Your answer should hold every line of the records below that contains the string "ducks".

The data:
----------------------------------------
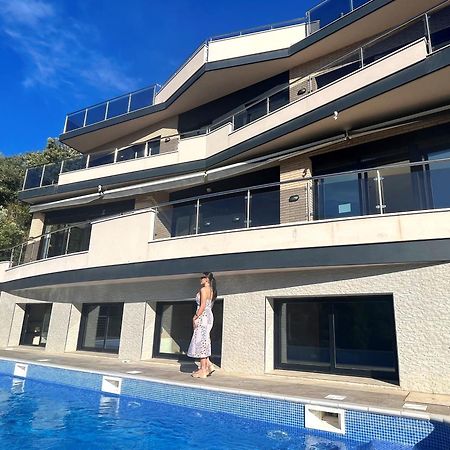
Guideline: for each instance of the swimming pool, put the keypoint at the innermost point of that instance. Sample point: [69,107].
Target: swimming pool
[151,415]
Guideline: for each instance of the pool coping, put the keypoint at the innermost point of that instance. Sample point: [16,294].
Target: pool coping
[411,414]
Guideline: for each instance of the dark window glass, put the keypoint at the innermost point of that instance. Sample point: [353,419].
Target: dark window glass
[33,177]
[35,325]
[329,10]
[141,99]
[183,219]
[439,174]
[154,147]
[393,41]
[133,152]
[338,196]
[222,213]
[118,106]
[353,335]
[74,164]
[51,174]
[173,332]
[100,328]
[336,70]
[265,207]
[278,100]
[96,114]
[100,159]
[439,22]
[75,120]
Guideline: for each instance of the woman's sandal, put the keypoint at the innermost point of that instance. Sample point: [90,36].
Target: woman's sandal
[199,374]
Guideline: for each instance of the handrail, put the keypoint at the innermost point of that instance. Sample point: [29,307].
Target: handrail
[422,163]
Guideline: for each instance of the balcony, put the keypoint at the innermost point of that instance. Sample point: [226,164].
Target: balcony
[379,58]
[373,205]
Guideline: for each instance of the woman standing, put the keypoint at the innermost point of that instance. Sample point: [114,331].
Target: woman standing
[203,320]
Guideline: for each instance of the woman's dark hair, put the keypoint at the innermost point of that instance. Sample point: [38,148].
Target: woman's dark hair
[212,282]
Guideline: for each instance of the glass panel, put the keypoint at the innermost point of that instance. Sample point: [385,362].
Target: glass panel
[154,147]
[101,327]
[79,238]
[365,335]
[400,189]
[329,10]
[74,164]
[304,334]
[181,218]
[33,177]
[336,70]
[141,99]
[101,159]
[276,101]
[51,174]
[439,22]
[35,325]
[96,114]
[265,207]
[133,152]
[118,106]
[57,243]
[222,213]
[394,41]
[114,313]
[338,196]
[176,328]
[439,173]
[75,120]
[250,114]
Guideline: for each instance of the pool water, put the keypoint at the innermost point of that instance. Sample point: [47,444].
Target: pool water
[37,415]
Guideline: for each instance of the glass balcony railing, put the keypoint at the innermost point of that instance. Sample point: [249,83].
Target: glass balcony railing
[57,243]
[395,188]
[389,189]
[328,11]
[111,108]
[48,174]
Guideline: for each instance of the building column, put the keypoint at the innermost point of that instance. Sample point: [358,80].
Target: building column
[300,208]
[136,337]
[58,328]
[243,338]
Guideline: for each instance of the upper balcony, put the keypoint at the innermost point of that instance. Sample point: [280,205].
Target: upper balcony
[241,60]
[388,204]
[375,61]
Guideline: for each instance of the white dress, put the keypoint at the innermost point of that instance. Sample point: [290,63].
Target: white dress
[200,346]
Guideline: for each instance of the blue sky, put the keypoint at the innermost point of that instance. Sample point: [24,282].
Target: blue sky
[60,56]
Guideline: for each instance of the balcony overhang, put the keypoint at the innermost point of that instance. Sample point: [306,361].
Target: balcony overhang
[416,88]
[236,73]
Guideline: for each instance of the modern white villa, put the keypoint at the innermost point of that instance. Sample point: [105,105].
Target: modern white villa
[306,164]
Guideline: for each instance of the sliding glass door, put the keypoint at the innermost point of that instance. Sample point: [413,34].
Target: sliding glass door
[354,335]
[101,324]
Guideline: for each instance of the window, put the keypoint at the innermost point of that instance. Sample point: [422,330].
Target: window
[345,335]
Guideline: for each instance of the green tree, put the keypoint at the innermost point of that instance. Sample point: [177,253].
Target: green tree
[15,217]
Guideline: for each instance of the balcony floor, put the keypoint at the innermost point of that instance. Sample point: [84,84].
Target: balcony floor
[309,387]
----------------------------------------
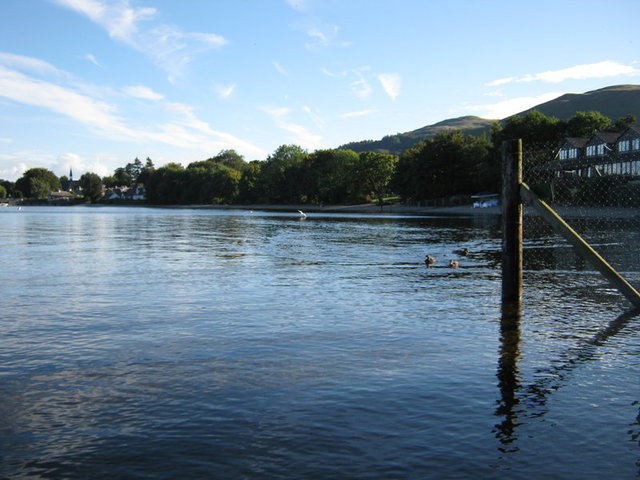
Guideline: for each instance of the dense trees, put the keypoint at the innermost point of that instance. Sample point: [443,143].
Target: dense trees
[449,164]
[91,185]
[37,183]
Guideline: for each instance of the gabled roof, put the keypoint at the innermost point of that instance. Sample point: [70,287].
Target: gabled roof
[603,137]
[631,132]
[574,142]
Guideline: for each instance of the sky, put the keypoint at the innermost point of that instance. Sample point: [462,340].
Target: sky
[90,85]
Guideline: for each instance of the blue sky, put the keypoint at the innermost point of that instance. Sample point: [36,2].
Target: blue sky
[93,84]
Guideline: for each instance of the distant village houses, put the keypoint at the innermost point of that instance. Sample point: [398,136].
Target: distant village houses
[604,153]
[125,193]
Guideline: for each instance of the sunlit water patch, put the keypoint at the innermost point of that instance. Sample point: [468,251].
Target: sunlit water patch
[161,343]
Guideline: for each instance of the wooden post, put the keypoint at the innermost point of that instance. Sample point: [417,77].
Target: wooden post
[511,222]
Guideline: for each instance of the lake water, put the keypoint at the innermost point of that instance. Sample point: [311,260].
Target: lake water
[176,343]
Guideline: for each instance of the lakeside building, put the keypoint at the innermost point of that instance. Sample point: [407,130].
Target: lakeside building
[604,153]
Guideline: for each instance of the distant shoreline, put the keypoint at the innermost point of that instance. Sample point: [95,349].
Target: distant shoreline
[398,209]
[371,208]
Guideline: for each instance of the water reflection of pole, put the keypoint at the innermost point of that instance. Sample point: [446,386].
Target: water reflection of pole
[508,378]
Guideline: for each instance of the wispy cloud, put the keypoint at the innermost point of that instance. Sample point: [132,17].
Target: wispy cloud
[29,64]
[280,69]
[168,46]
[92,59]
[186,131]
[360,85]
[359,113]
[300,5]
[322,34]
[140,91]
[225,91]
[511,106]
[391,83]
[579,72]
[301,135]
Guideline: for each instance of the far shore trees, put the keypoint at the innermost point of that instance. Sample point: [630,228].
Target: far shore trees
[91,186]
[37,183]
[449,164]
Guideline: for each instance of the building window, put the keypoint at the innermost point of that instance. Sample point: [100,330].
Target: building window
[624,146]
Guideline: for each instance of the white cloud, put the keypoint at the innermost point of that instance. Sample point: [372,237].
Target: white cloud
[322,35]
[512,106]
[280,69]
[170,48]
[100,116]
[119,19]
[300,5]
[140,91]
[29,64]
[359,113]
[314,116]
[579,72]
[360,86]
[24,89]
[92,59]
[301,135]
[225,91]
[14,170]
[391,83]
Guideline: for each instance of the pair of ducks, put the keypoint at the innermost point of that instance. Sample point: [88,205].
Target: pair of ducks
----------------------------------------
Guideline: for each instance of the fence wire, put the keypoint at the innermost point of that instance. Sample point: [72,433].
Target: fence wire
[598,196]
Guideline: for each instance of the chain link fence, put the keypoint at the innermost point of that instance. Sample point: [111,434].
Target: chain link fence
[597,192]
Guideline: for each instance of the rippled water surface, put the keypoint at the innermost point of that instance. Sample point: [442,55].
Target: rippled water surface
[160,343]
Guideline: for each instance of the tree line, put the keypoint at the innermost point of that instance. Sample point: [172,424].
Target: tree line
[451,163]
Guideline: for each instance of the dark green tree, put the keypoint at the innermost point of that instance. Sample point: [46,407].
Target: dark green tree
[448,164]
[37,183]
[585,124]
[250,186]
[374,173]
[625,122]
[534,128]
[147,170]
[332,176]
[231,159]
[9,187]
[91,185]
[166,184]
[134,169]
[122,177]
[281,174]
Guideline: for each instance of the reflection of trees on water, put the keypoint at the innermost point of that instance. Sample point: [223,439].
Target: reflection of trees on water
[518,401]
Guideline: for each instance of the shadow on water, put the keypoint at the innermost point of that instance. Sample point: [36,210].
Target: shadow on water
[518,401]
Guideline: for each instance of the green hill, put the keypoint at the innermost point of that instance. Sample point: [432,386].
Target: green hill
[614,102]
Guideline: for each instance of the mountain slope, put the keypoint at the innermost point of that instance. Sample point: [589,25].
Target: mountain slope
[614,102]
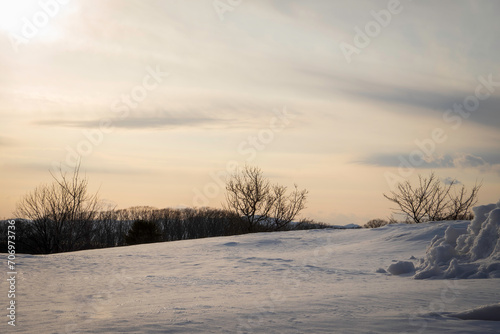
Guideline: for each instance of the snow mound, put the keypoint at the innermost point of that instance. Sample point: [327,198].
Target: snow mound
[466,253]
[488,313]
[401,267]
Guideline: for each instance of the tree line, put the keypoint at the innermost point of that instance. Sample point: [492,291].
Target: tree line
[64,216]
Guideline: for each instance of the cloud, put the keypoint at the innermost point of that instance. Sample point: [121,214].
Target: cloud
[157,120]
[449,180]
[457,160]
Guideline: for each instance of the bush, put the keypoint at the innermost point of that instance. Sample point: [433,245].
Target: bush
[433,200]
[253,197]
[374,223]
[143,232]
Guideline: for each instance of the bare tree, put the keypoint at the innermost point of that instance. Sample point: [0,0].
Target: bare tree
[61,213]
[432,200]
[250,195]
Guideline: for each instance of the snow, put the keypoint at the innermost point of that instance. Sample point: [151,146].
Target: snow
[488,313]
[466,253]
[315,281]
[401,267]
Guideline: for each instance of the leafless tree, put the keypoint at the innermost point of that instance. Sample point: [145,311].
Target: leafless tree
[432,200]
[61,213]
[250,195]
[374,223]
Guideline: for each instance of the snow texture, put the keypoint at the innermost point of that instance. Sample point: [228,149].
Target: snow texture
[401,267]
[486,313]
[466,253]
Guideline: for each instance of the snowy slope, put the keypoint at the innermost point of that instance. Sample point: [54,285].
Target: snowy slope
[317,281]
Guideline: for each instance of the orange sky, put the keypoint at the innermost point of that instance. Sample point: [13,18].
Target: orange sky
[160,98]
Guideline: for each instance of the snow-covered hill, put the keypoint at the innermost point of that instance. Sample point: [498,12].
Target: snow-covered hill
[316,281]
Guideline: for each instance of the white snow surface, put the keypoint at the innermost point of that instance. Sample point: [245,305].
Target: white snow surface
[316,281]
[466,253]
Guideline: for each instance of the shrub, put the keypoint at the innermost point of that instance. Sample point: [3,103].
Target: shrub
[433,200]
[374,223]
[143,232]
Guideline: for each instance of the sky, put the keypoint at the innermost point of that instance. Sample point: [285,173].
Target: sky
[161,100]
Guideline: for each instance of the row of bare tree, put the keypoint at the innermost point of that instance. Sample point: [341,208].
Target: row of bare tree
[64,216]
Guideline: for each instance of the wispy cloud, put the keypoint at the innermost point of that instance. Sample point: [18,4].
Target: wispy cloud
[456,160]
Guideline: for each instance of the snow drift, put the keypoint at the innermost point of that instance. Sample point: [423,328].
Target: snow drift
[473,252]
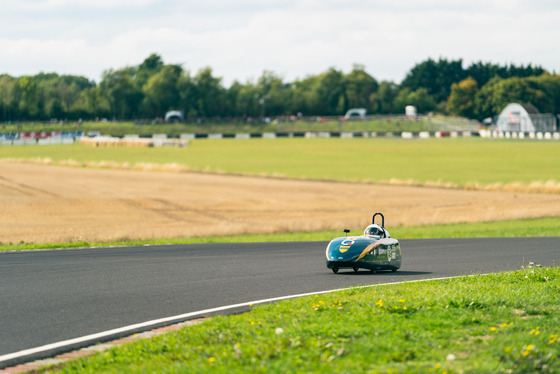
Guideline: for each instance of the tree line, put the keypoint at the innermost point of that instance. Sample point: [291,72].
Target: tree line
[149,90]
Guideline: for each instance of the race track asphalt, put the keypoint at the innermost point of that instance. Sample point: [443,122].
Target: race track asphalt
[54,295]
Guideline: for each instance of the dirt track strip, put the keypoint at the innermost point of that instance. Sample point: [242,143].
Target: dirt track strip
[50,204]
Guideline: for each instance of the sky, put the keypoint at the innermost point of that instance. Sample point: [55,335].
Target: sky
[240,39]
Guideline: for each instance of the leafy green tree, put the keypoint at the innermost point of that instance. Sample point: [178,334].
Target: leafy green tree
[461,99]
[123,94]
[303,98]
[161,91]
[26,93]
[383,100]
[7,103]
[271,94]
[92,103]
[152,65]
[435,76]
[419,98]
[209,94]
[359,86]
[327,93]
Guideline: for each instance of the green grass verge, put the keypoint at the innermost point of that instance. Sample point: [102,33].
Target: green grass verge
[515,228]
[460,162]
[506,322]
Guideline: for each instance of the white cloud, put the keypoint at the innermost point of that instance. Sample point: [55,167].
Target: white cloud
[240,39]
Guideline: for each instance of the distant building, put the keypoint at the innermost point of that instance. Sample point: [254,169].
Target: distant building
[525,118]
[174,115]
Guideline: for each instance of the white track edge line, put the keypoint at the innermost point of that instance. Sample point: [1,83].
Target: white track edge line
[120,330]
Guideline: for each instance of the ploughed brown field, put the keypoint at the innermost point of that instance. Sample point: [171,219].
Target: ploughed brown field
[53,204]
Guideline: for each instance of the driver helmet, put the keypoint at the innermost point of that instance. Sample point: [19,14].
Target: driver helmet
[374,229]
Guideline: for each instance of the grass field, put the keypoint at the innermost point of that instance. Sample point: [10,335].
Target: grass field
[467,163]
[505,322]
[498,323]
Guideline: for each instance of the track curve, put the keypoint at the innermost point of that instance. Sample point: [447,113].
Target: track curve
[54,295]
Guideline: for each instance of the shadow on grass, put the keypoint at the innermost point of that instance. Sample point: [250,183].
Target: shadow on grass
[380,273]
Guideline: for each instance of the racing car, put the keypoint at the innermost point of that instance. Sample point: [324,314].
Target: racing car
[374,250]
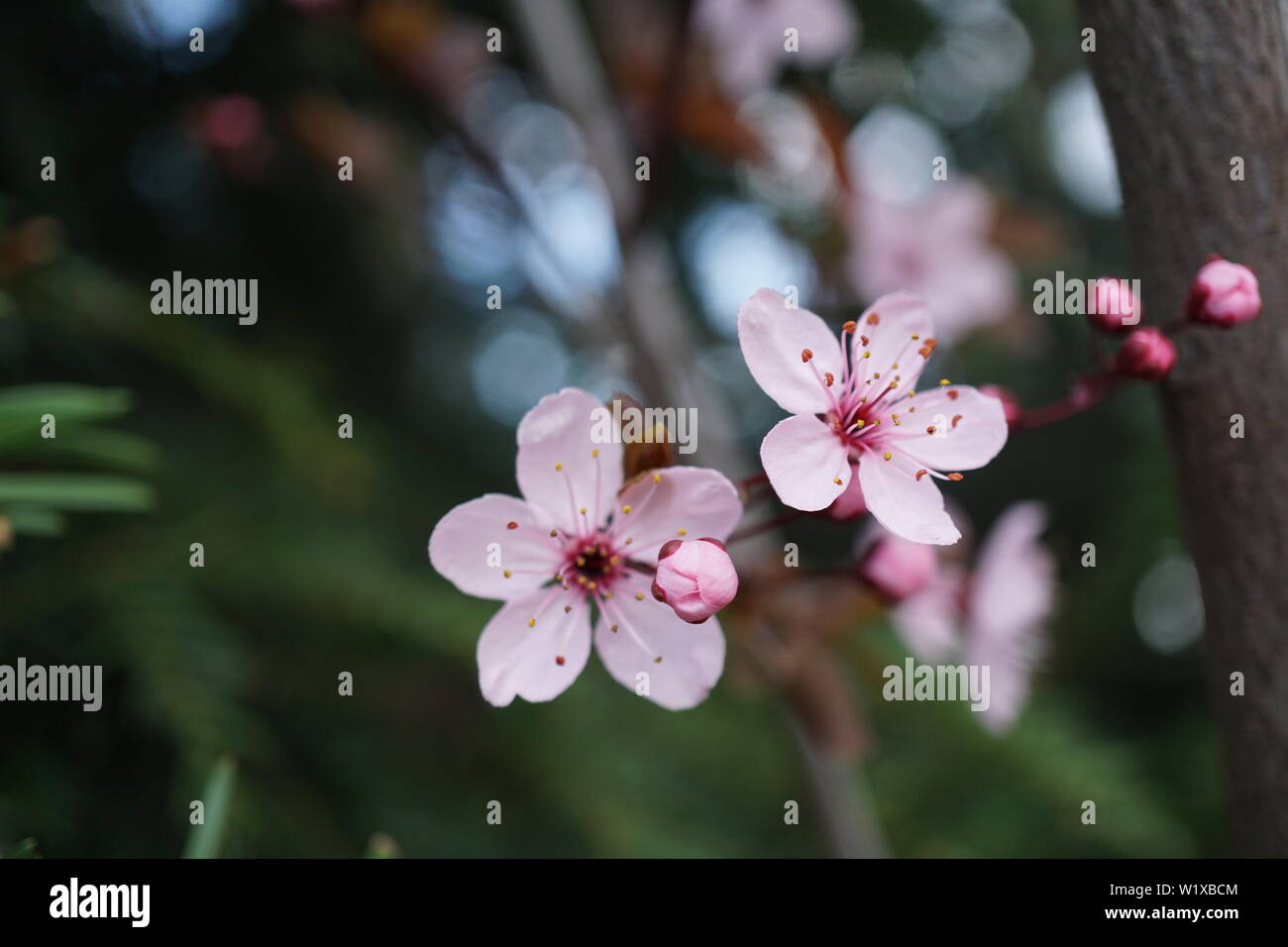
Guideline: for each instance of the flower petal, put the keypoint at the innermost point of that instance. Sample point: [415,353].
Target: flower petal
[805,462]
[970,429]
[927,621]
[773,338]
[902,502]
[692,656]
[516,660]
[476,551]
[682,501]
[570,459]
----------------------------------------
Answer space:
Guideline: for each instance of the pair of ducks, put the keypoint at the innermost point of that instance. Sample point: [88,205].
Target: pair of ducks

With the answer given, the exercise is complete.